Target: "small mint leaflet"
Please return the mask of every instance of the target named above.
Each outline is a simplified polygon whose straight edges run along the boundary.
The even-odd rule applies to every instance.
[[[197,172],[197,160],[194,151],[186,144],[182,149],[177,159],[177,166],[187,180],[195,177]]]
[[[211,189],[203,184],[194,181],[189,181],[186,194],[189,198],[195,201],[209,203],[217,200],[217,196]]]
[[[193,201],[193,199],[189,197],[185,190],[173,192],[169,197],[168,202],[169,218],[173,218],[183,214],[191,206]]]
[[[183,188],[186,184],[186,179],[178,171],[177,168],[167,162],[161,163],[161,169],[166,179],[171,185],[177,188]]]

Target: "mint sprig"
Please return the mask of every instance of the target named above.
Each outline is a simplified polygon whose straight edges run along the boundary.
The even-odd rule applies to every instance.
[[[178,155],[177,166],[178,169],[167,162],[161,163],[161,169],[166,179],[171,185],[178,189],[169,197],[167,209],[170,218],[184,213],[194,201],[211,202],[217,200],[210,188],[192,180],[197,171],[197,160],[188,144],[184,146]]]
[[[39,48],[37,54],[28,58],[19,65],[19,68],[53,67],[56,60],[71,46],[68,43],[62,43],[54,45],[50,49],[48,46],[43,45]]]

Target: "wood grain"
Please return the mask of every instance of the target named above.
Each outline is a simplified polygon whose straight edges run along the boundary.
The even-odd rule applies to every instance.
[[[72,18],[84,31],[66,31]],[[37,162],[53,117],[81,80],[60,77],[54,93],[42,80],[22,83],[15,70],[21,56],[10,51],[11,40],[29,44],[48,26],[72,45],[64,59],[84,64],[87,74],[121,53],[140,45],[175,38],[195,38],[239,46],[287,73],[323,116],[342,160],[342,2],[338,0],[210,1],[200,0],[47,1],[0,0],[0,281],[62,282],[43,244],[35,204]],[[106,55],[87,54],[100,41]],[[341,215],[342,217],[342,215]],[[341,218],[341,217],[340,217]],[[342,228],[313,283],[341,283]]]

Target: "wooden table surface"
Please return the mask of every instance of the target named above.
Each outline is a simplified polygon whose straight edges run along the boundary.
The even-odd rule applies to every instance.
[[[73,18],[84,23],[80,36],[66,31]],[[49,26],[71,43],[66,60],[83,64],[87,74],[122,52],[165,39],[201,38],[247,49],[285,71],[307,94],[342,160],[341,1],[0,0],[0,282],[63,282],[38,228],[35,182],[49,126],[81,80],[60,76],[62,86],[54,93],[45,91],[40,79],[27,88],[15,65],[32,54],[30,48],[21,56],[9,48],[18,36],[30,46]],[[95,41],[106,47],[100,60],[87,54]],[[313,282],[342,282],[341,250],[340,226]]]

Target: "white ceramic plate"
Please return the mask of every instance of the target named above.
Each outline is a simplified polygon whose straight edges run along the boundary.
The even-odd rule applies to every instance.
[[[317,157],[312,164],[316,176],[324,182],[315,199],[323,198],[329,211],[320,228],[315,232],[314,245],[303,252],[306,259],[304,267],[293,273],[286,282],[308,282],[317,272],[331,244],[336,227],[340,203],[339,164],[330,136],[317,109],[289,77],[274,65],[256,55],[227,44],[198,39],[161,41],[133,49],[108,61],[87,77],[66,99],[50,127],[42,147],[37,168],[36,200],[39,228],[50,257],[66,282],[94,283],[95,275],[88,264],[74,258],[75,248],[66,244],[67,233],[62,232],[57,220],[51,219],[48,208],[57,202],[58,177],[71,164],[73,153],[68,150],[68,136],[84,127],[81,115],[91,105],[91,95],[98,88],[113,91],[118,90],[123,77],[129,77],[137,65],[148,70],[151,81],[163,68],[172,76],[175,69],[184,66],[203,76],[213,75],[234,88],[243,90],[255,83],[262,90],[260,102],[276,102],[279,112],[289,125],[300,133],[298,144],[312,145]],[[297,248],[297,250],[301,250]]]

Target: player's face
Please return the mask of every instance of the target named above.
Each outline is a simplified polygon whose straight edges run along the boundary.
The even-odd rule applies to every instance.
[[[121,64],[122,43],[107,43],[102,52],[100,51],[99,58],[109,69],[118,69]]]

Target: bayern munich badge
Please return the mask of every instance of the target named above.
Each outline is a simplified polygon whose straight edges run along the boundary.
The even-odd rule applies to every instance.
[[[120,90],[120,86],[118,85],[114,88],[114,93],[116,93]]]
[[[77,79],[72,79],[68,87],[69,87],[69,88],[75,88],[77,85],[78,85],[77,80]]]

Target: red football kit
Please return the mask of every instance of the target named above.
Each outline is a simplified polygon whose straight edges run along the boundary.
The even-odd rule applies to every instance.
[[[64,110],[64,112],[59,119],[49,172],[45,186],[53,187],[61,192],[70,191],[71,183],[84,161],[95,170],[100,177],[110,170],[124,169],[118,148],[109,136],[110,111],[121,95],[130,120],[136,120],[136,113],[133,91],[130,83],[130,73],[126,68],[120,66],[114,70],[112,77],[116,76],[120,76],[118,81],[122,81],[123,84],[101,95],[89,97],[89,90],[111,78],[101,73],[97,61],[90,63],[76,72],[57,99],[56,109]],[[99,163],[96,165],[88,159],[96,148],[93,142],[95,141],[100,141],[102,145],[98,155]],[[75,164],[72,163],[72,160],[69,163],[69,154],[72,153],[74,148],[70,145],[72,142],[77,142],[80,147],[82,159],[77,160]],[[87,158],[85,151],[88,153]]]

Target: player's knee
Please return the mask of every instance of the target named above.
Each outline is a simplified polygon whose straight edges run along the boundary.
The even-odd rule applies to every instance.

■ AIM OF THE TASK:
Copy every line of the records above exactly as it stands, from start to finish.

■ WORKED SOLUTION:
Target: "small mint leaflet"
Please return the mask of every instance of the target named above.
Each outline is a simplified polygon whose straight edges run along the boundary.
The even-odd rule applies to every instance.
[[[197,172],[197,160],[194,151],[186,144],[182,149],[177,159],[177,166],[187,180],[195,177]]]
[[[211,189],[203,184],[194,181],[189,181],[186,194],[189,198],[195,201],[209,203],[217,200],[217,196]]]
[[[193,201],[193,199],[189,197],[185,190],[173,192],[169,197],[168,202],[169,218],[173,218],[183,214],[191,206]]]
[[[183,188],[186,184],[186,179],[178,171],[177,168],[167,162],[161,163],[161,169],[166,179],[171,185],[177,188]]]

Target: "mint sprig"
Please return the mask of every instance of the target named above.
Each outline is a simplified polygon whose straight edges run along the boundary.
The even-odd rule applies to every instance.
[[[178,155],[177,166],[178,169],[167,162],[161,163],[161,169],[166,179],[171,185],[178,189],[169,197],[167,209],[170,218],[184,213],[194,201],[211,202],[217,200],[210,188],[192,180],[197,171],[197,160],[188,144],[184,146]]]
[[[39,48],[37,54],[28,58],[19,65],[19,68],[53,67],[56,60],[71,46],[68,43],[62,43],[54,45],[50,49],[48,46],[43,45]]]

Target: "wood grain"
Please return the mask of every instance of the target named above.
Each outline is a simplified polygon whose straight edges run along the boundary.
The even-odd rule applies to every instance.
[[[72,18],[84,31],[66,31]],[[37,162],[53,117],[81,80],[60,77],[54,93],[42,80],[22,83],[15,70],[21,56],[10,51],[11,40],[29,44],[48,26],[72,45],[64,59],[84,64],[87,74],[121,53],[140,45],[175,38],[195,38],[239,46],[287,73],[323,116],[342,160],[342,2],[338,0],[210,1],[200,0],[47,1],[0,0],[0,281],[62,282],[43,244],[35,204]],[[106,55],[87,54],[100,41]],[[341,215],[342,217],[342,215]],[[341,218],[341,217],[340,217]],[[342,228],[313,283],[341,283]]]

Target: "wooden table surface"
Please return the mask of every instance of the target named above.
Each outline is a simplified polygon whose straight edges run along the boundary.
The even-odd rule applies to every instance.
[[[73,18],[84,23],[80,36],[66,31]],[[49,26],[71,43],[66,60],[83,64],[87,74],[122,52],[165,39],[201,38],[247,49],[285,71],[307,94],[342,160],[341,1],[0,0],[0,282],[63,282],[38,228],[35,182],[49,126],[81,80],[60,76],[62,86],[54,93],[45,91],[40,79],[27,88],[15,65],[32,54],[30,48],[21,56],[9,48],[18,36],[30,46]],[[95,41],[106,47],[100,60],[87,54]],[[313,282],[342,282],[341,250],[340,226]]]

Target: "white ceramic plate"
Please return the mask of every instance of the target named above.
Each outline is a simplified polygon whose straight edges run along the boundary.
The even-odd rule applies to every instance.
[[[317,157],[312,164],[316,176],[324,182],[315,199],[323,198],[329,211],[320,228],[315,232],[314,245],[303,252],[306,259],[304,267],[293,273],[286,282],[308,282],[317,272],[331,244],[336,227],[340,203],[339,164],[330,136],[317,109],[289,77],[274,65],[256,55],[227,44],[198,39],[161,41],[133,49],[108,61],[87,77],[66,99],[50,127],[42,147],[37,168],[36,200],[39,228],[50,257],[66,282],[94,283],[95,275],[88,264],[74,258],[75,248],[66,244],[67,233],[62,232],[57,220],[51,219],[48,208],[57,202],[58,177],[71,164],[73,153],[68,150],[68,136],[84,127],[81,115],[91,105],[91,95],[98,88],[113,91],[118,90],[123,77],[129,77],[137,65],[148,70],[151,81],[163,68],[172,76],[175,69],[184,66],[203,76],[213,75],[234,88],[243,90],[255,83],[262,90],[260,102],[276,102],[279,112],[289,125],[300,133],[298,144],[312,145]],[[297,248],[297,250],[301,250]]]

Target: player's face
Please return the mask of every instance of the target named above.
Each outline is a simplified polygon whose straight edges run along the boundary.
The even-odd rule applies to every instance.
[[[121,64],[122,43],[107,43],[102,52],[100,51],[99,58],[109,69],[118,69]]]

Target: bayern munich badge
Please return the mask of every instance of the target named above.
Each outline is a simplified polygon whose straight edges run along the boundary.
The even-odd rule applies to every instance.
[[[120,90],[120,86],[118,85],[114,88],[114,93],[116,93]]]
[[[77,79],[72,79],[68,87],[69,87],[69,88],[75,88],[77,85],[78,85],[77,80]]]

Target: red football kit
Please return the mask of every instance of the target named above.
Each outline is a simplified polygon whose straight edges run along the boundary.
The even-odd rule applies to every instance.
[[[64,110],[64,112],[59,119],[49,172],[45,186],[53,187],[61,192],[70,191],[71,183],[84,161],[95,170],[100,177],[110,170],[124,169],[118,148],[109,136],[110,111],[121,95],[130,120],[136,120],[136,113],[133,91],[130,83],[130,73],[126,68],[120,66],[114,70],[112,77],[116,76],[120,76],[118,81],[122,81],[123,84],[101,95],[89,97],[89,90],[111,78],[101,73],[97,61],[90,63],[76,72],[57,99],[56,109]],[[99,163],[96,165],[88,159],[96,148],[93,142],[95,141],[100,141],[102,145],[98,155]],[[75,164],[72,163],[72,160],[69,163],[69,154],[72,153],[74,148],[70,145],[72,142],[77,142],[80,147],[82,159],[77,160]],[[87,158],[85,151],[88,153]]]

Target: player's knee
Please return the mask of every instance of the target named above.
Each outline is a simplified polygon whose straight edges run along the boundary.
The even-odd rule applies to every instance.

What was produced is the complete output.